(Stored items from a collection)
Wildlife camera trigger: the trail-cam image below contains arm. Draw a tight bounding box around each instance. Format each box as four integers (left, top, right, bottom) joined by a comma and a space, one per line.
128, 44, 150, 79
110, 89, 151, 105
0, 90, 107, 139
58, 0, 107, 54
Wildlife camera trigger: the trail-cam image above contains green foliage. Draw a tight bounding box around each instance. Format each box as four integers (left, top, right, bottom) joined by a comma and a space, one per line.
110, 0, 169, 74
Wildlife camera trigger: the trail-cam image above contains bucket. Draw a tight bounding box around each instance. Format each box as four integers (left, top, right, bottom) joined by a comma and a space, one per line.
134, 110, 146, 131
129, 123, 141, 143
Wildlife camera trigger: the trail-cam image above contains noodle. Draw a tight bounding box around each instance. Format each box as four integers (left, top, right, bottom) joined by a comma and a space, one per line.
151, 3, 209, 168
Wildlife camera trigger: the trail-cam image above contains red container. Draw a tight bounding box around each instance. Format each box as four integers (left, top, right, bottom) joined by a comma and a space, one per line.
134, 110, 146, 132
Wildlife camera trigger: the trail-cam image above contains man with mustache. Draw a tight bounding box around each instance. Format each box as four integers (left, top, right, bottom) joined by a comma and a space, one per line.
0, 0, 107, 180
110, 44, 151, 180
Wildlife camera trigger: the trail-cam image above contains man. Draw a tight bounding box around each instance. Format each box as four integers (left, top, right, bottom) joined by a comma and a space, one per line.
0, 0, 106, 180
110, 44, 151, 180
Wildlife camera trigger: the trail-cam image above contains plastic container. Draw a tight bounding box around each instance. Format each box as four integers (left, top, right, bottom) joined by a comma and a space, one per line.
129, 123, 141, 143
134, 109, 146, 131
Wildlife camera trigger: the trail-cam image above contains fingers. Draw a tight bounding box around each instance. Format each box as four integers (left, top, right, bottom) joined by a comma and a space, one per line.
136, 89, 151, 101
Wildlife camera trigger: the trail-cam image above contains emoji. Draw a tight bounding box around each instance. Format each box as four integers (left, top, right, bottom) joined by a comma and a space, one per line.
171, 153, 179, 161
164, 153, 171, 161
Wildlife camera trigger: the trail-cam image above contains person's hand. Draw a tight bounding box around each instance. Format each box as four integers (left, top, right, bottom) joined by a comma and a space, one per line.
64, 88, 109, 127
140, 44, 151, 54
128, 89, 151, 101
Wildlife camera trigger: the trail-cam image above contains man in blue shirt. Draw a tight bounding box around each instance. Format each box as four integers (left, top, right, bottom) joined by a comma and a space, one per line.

-- Problem requirements --
Pick out each line of the items above that contains the word "container" and copy those lines in full.

-- Solution to the exercise --
Wildlife camera trigger: the trail-cam image above contains red container. Draw a tight bounding box around each instance. Format each box as four integers (left, top, right, bottom) joined by a comma and a space, one per line.
Wildlife camera trigger: the trail-cam image above contains plastic container. Draw a tight bounding box around each instance. Format each box as four integers (left, top, right, bottom) joined by a comma and a space, one per line.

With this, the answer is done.